Could the data below be retyped exactly, without its pictures?

(Image point grounding data)
+++
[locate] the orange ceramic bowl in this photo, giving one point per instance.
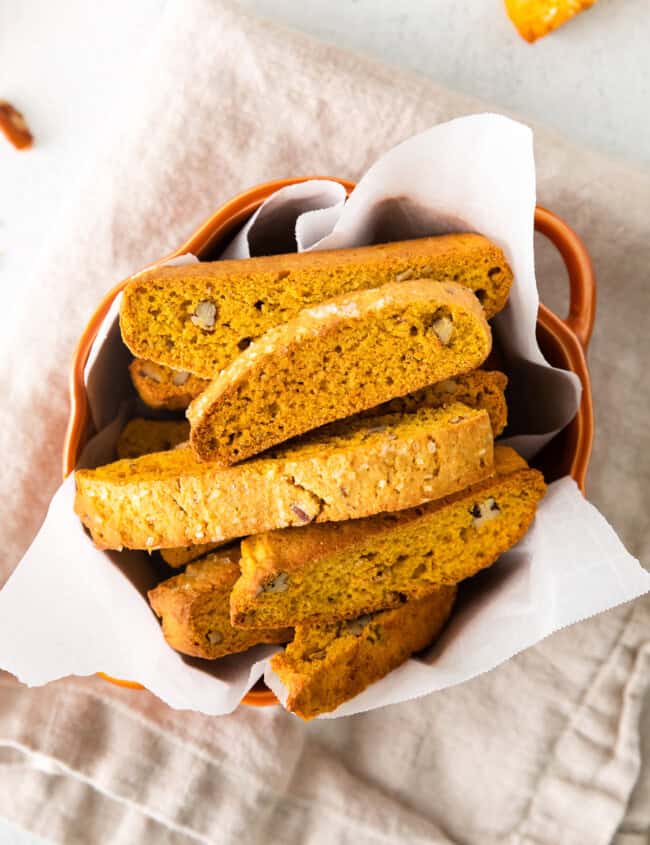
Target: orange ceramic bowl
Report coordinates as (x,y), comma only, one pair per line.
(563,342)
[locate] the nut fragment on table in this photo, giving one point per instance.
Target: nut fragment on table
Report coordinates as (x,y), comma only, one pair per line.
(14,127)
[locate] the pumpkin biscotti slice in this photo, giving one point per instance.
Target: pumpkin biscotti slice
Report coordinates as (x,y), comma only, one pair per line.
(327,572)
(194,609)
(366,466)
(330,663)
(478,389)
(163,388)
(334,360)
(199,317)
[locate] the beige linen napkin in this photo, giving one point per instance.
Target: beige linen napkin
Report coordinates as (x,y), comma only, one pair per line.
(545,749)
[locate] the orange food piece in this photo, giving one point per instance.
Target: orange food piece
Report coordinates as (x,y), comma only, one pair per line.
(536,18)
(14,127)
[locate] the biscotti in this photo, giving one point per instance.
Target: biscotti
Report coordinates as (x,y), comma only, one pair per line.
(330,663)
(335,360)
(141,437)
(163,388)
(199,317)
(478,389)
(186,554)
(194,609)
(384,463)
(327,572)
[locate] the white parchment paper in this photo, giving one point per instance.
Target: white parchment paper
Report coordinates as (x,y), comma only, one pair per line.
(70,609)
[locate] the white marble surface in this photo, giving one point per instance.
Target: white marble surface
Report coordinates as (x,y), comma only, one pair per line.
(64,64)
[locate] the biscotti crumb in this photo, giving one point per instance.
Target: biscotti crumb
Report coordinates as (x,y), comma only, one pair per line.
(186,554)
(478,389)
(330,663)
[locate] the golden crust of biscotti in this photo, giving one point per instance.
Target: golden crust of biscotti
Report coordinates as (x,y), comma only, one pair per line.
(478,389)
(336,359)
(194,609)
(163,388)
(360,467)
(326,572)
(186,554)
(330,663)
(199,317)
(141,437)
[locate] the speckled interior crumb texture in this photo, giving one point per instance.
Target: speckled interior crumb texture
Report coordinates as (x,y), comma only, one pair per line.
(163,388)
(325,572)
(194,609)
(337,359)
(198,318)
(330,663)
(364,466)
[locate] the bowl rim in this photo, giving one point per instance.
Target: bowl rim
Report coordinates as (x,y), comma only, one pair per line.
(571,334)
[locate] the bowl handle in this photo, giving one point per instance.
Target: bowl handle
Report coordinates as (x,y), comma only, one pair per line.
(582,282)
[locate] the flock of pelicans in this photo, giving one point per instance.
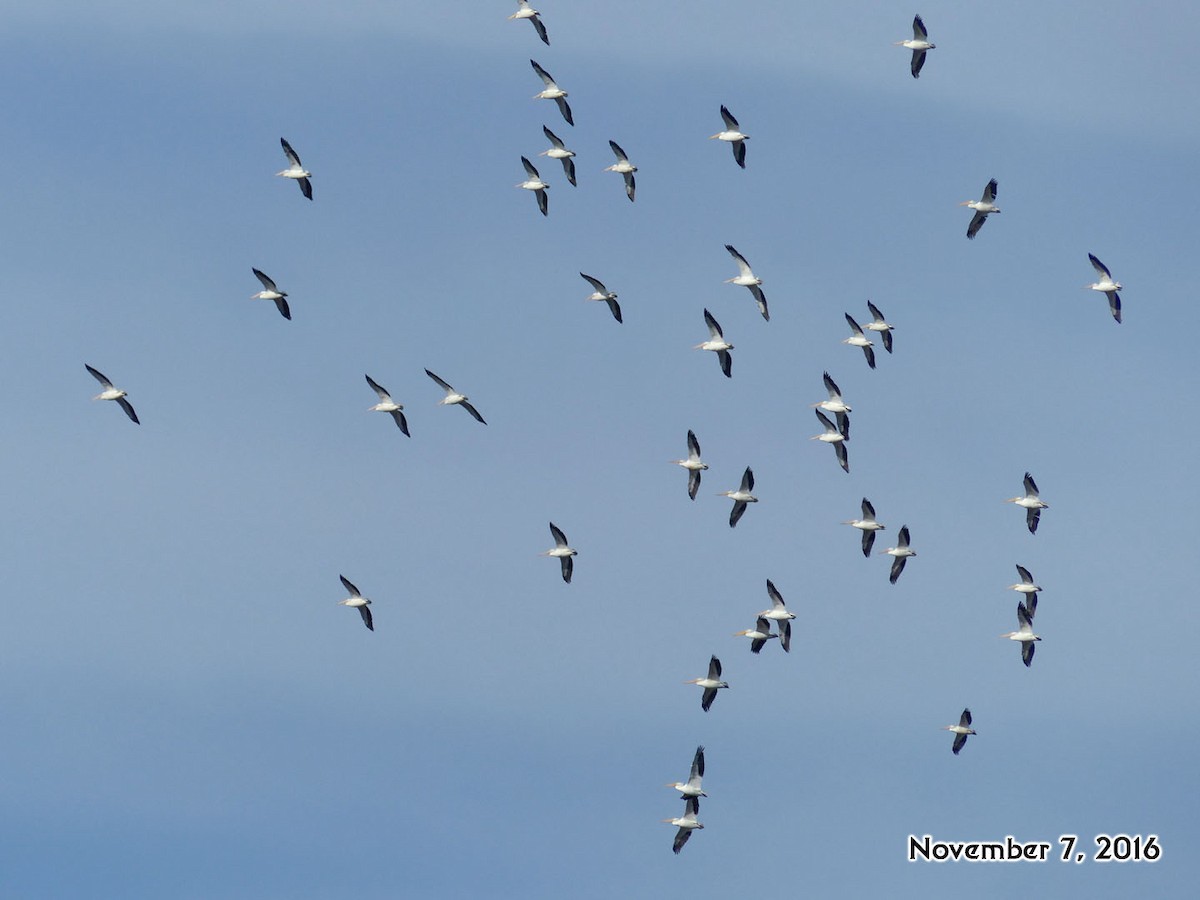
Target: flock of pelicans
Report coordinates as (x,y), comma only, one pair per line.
+++
• [Answer box]:
[locate] the orange ceramic bowl in this photo, giving one point per instance.
Target: orange ceramic bowl
Report coordinates as (x,y), comma only, one pair per line.
(563,342)
[locate] the nut fragment on table in this photo, giving one point per instance.
Target: nut fragment on table
Report coordinates as (x,y), comma only, one pair per line.
(14,127)
[locate] the pumpkin biscotti slice in this photo, giving one point per instance.
Target: pumpkin biscotti slice
Report coordinates as (x,y), comma only, one pair per line.
(327,572)
(194,609)
(366,466)
(330,663)
(478,389)
(163,388)
(334,360)
(199,317)
[locate] the beige linen napkin in this photo, giving one point per instance.
Target: beige linen napkin
Report coordinates as (x,y), comma only, one pair per line.
(545,749)
[locate] the orange food piece in this photo, giving one point per instance.
Target: orange food piece
Report coordinates as (x,y), comma only, one pair per line.
(536,18)
(14,127)
[locate] the biscotti in this photo, giving one point per instance.
Target: biscotti
Report coordinates as (x,y), comma only, one pair per line.
(330,663)
(335,360)
(141,437)
(163,388)
(199,317)
(478,389)
(186,554)
(194,609)
(384,463)
(327,572)
[locate] the white parchment paper in this photo, giving one point per instance.
Target: white parchment paper
Report coordinates as (x,y), comma only, one pair per line.
(70,609)
[locate] the white marble surface in this photo, giving one point per instance.
Target: white marble surface
Report coordinates as (x,y), comma only, one pair per line.
(64,64)
[locate] the biscotti crumb in this photo, giving one point per instance.
Target: biscotti crumb
Report coordinates as (x,y), comma only, one pair per line.
(186,554)
(478,389)
(330,663)
[locate] the golden crust of biscotti in this photo, giving one point per instance.
Target: golden crust of biscotti
Report coordinates as (x,y), comma only, one pair per line.
(478,389)
(336,359)
(194,609)
(163,388)
(360,467)
(326,572)
(186,554)
(330,663)
(199,317)
(141,437)
[locate] the speckled interior crumb texture in this photo, giving one point per instance.
Target: speckled interior crumb texture
Report coordinates as (x,y), comma only, one pair per line.
(163,388)
(325,572)
(194,609)
(337,359)
(198,318)
(330,663)
(364,466)
[locate] the bowl rim in this photo, giving one point per instance.
Target: bowl rim
Report coordinates as (x,y), comma only, one pair per line.
(571,334)
[locate] the bowl handle in this photo, giving one point per instance.
Target: bowl handle
Report coordinates as (x,y), comma only, one pair per line.
(582,282)
[locate] the flock of pelicans in this photo, giving one point per instance.
Target: flock of pelicans
Report coordinates as (x,y), comma only, one pair per line.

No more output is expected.